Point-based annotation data
┄┄┄┄┄┄┄┄┄┄┄┄┄┄┄┄┄┄┄┄

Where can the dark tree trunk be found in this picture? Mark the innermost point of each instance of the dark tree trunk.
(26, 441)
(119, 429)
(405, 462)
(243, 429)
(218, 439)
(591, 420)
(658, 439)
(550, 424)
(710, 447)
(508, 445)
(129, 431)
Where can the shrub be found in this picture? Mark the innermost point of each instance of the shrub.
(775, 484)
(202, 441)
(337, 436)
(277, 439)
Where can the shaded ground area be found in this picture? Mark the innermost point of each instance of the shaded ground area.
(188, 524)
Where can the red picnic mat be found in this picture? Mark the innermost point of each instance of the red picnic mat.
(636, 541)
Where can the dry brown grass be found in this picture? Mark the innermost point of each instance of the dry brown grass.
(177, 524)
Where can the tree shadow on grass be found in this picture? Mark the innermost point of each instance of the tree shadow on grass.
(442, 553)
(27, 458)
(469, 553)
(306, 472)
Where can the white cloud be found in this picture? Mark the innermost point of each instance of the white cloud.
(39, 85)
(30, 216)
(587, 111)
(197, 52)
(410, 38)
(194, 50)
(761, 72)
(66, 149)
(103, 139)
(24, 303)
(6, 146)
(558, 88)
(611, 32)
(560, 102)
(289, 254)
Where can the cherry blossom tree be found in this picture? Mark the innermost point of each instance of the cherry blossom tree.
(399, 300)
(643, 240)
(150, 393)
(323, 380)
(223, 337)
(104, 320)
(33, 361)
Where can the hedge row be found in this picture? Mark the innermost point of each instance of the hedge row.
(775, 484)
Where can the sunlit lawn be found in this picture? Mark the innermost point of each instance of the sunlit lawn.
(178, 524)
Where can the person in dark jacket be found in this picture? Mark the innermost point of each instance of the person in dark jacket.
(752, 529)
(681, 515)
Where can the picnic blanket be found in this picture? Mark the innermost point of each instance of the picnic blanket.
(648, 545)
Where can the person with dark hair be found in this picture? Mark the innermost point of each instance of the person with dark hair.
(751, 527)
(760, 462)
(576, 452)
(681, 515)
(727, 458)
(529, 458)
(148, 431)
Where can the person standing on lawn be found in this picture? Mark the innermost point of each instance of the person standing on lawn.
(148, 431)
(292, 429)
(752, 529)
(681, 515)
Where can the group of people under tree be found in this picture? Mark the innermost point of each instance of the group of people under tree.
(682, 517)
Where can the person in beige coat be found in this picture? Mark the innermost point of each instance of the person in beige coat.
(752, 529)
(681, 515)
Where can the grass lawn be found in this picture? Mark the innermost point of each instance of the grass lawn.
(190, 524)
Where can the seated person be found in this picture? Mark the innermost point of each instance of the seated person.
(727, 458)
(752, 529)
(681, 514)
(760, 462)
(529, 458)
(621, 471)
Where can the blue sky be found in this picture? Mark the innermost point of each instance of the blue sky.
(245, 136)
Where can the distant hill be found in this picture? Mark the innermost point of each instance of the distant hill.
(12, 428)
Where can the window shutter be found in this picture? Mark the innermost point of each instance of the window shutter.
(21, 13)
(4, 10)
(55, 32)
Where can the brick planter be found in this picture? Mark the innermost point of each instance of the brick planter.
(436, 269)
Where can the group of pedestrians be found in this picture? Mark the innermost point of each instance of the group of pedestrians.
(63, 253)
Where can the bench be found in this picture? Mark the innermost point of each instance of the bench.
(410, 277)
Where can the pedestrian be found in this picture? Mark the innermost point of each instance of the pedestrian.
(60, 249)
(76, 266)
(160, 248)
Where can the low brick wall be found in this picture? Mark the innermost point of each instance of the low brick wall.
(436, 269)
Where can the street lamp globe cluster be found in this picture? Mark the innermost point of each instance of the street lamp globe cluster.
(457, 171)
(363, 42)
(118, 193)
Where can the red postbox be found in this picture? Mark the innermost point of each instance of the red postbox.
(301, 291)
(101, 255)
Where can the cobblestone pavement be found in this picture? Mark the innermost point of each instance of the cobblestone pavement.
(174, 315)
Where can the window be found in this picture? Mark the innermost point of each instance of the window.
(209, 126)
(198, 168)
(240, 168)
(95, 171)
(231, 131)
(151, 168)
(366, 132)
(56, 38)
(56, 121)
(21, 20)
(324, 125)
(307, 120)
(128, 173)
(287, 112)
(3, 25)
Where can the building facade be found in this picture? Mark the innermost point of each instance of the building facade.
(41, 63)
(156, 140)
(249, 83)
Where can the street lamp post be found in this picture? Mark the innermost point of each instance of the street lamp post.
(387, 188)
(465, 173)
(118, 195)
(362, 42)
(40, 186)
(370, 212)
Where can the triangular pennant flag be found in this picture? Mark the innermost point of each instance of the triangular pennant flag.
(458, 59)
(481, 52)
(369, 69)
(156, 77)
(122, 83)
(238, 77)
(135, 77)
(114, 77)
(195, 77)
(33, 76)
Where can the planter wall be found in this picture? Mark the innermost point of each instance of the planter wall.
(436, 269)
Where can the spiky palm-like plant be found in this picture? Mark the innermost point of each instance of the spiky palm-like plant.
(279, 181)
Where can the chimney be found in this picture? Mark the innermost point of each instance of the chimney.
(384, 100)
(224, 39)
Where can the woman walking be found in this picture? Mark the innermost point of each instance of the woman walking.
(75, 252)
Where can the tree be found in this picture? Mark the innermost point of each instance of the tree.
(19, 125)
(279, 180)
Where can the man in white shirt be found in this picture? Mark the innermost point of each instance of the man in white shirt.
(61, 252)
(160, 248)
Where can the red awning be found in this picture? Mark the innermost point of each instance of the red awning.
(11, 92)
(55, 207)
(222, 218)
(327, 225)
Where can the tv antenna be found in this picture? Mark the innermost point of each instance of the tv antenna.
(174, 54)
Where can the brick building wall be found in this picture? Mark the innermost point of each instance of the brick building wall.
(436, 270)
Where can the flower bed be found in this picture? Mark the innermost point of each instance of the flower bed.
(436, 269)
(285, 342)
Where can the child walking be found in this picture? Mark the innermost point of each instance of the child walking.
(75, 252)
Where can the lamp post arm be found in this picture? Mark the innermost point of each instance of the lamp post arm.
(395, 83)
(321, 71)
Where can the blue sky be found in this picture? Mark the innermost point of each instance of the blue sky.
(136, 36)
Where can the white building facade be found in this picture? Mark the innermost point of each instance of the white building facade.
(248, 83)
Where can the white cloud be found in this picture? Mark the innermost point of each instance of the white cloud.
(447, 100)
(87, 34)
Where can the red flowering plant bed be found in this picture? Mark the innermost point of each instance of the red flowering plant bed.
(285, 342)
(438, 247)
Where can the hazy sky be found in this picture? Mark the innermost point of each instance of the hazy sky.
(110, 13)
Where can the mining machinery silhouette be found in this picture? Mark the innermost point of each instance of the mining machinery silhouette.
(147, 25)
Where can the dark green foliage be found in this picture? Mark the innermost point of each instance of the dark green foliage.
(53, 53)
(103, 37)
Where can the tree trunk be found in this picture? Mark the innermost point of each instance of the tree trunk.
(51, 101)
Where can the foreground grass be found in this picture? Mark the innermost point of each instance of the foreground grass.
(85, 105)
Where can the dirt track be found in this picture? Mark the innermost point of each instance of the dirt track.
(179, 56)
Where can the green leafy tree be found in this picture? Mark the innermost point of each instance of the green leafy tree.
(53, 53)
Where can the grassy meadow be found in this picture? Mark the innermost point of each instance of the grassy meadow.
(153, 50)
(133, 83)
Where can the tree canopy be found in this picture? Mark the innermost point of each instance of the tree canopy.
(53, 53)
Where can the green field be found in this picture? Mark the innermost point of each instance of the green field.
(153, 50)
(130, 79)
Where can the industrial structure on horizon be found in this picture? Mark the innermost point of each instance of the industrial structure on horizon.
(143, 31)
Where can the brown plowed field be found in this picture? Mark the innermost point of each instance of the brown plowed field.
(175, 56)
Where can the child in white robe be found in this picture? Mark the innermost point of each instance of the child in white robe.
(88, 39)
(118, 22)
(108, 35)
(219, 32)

┄┄┄┄┄┄┄┄┄┄┄┄┄┄┄┄┄┄┄┄

** Challenge **
Nothing may be left out: return each entry exactly as it reads.

** Written answer **
Where can the dark tree trunk be found in this picture? Mark the innermost point of each instance of the dark tree trunk.
(26, 441)
(119, 429)
(405, 462)
(243, 429)
(218, 439)
(591, 420)
(658, 439)
(550, 424)
(710, 447)
(508, 445)
(129, 431)
Where can the shrub be found in this picture? Mark the innermost point of each instance of the shrub.
(775, 484)
(202, 441)
(337, 436)
(277, 439)
Where can the shaded ground area be found in this picture? Mark the innermost point of each instance of the shaded ground area.
(188, 524)
Where can the red picnic mat be found in this picture? Mark the innermost point of each instance of the red picnic mat.
(636, 541)
Where can the dry brown grass be found in this picture? Mark the innermost point of each instance of the dry brown grass.
(177, 524)
Where can the tree shadow on grass be found in this picture? Mark the innermost point of each instance of the tree shadow on grass.
(442, 553)
(27, 458)
(469, 553)
(306, 472)
Where can the white cloud be found in this picture? Mark the innermost point of each instance of the white cloud.
(39, 85)
(30, 216)
(587, 111)
(197, 52)
(410, 38)
(194, 50)
(761, 72)
(66, 149)
(103, 139)
(24, 303)
(6, 146)
(558, 88)
(611, 32)
(560, 102)
(289, 254)
Where can the cherry blossom tree be found in this picture? Mark the innermost point of each instance of the cherry blossom tree.
(399, 300)
(643, 240)
(150, 393)
(323, 380)
(223, 337)
(104, 320)
(33, 361)
Where can the hedge row be found in this picture? Mark the innermost point of each instance of the hedge row.
(775, 484)
Where can the sunlit lawn be found in this picture? Mark the innermost point of each instance of the sunlit lawn.
(178, 524)
Where can the person in dark jacket be found in this picture? Mark the innermost point of each instance of the person in dark jacket.
(752, 529)
(681, 515)
Where can the picnic blanket be found in this picture? Mark the innermost point of each instance of the picnic blanket.
(648, 545)
Where can the person with dark hair be found in this picture? Mark the innermost point of each instance of the person with dark hair.
(751, 527)
(760, 462)
(576, 452)
(681, 515)
(727, 458)
(529, 458)
(148, 431)
Where can the person standing on lawn be found in this picture? Mark the innermost point of each instance of the person standing on lawn.
(148, 431)
(292, 429)
(752, 529)
(681, 515)
Where can the group of people under tree be found in this picture? Mark the innermost point of each instance of the group of people under tree.
(682, 517)
Where can the person in beige coat be found in this picture? Mark the innermost point of each instance of the person in beige coat.
(752, 529)
(681, 515)
Where can the grass lawn be found in this picture? Mark the innermost point of each instance of the grass lawn.
(190, 524)
Where can the seated person be found in this picture? Mark the innermost point of each instance of the seated person.
(727, 458)
(752, 529)
(681, 514)
(760, 462)
(529, 458)
(621, 471)
Where can the blue sky be found in this picture? Mark the innermost point of each instance of the blue sky.
(245, 136)
Where can the distant hill be found in this picture? Mark the innermost point of each instance of the distant hill.
(12, 428)
Where can the window shutter be found in this picture? Mark the innermost point of each instance of the window shutter.
(21, 13)
(4, 10)
(55, 32)
Where can the brick planter be found in this picture? Mark the innermost point of each instance of the brick planter.
(436, 269)
Where can the group of pedestrians be found in this picture? Mark the innermost point of each instance of the group of pedestrians.
(63, 253)
Where can the bench be found in this picture? Mark the innermost point of each instance of the bench.
(410, 277)
Where can the pedestrian be found in this picture? Mark the innermost point of each instance of the pedestrian.
(60, 249)
(76, 266)
(160, 248)
Where can the low brick wall be found in this picture? Mark the innermost point of each instance of the low brick wall.
(436, 269)
Where can the street lamp globe cluster be found in this picture? Mark the innermost point of each instance of the street lamp globe cluster.
(457, 171)
(363, 42)
(118, 193)
Where can the red postbox be found in this picture? Mark the innermost point of each instance of the red postbox.
(301, 291)
(101, 255)
Where can the cobblestone pavement be found in this picture? Mark the innermost point of each instance of the cobblestone pavement.
(174, 315)
Where can the window be found in this picture? Mark the innermost point of each instance of the window.
(209, 126)
(198, 168)
(240, 168)
(95, 171)
(231, 131)
(151, 168)
(366, 132)
(56, 38)
(56, 121)
(21, 20)
(324, 125)
(307, 120)
(128, 173)
(287, 112)
(3, 25)
Where can the building facade be found in this picture? Mark the innermost point of each instance of the building facade.
(41, 63)
(156, 140)
(249, 83)
Where can the street lamp post be found in this picture? Mark the innermost point of each instance of the street lamp post.
(387, 188)
(465, 173)
(118, 195)
(362, 42)
(40, 186)
(370, 212)
Where can the triangular pennant flag be found in this picture? Mark the innermost point of each instance of the triangular pennant flag.
(458, 59)
(481, 52)
(369, 69)
(156, 77)
(122, 83)
(238, 77)
(135, 77)
(114, 77)
(195, 77)
(33, 76)
Where can the planter wall be found in this picture? Mark the innermost point of each instance of the planter wall.
(436, 269)
Where can the spiky palm-like plant be found in this picture? Mark the innermost point of each instance of the spiky palm-like plant.
(279, 181)
Where can the chimney be found in this picture? Mark the innermost point of each instance of the chimney.
(384, 100)
(224, 39)
Where can the woman walking be found in this picture? Mark the innermost point of each instance of the woman walking.
(75, 252)
Where can the tree be found in this picture? Mark the innermost point of each instance of the tree.
(19, 125)
(279, 180)
Where can the man in white shirt be found in this picture? Mark the innermost point of each instance of the man in white shirt.
(61, 252)
(160, 248)
Where can the red awning be found in this picture? Mark the innermost point of each instance of the red awning.
(11, 92)
(55, 207)
(222, 218)
(327, 225)
Where can the tv antenna be found in this picture? Mark the innermost point of each instance of the tv antenna.
(174, 54)
Where can the brick building wall be found in this picture? Mark the innermost point of each instance of the brick building wall.
(436, 270)
Where can the flower bed be found in this picture? Mark the innermost point of each instance of the flower bed.
(436, 269)
(285, 342)
Where can the child walking be found in this picture? Mark the innermost point of each instance of the child walking.
(75, 252)
Where can the lamp post arm be found in this picture? Mark the innermost point of each instance of the lamp post arm.
(395, 83)
(321, 71)
Where can the blue sky be found in this picture? Mark the innermost point of each instance of the blue sky.
(136, 36)
Where can the white building facade be found in this picture? Mark the innermost point of each instance of the white building facade.
(248, 83)
Where can the white cloud be found in this picture? Mark the innermost point of each instance of the white cloud.
(447, 100)
(87, 34)
Where can the red flowering plant bed be found in this picture? Mark the innermost point of each instance of the red flowering plant bed.
(285, 342)
(438, 247)
Where can the hazy sky be found in this picture? Mark the innermost point of each instance of the hazy sky.
(110, 13)
Where can the mining machinery silhouette be found in this picture? Mark the innermost point of each instance of the mining machinery silhouette.
(147, 25)
Where can the dark green foliage be found in this picture? Mark the innermost point of each instance of the dark green foliage.
(53, 53)
(103, 37)
Where can the tree trunk be found in this picture? Mark the innermost point of each instance of the tree trunk.
(51, 101)
Where can the foreground grass be found in this picture? Mark the innermost point of each instance of the foreground grass.
(85, 105)
Where can the dirt track be found in this picture? Mark the innermost point of each instance of the dirt track.
(179, 56)
Where can the green leafy tree be found in this picture? Mark the innermost point of each instance of the green leafy tree.
(53, 53)
Where can the grassy meadow be found in this picture? Mark the innermost point of each instance of the grassy meadow.
(153, 50)
(133, 83)
Where can the tree canopy be found in this picture? Mark the innermost point of each instance of the tree canopy.
(53, 53)
Where can the green field be found in this picture? Mark the innermost point of each instance of the green field.
(153, 50)
(130, 79)
Where can the industrial structure on horizon be found in this picture? Mark the innermost point of each instance of the industrial structure on horizon.
(143, 31)
Where can the brown plowed field be found in this picture? Mark the innermost point of each instance of the brown plowed field.
(175, 56)
Where can the child in white robe be found in this picture? Mark the innermost point of each instance of the child in white robe.
(88, 39)
(118, 22)
(108, 35)
(219, 32)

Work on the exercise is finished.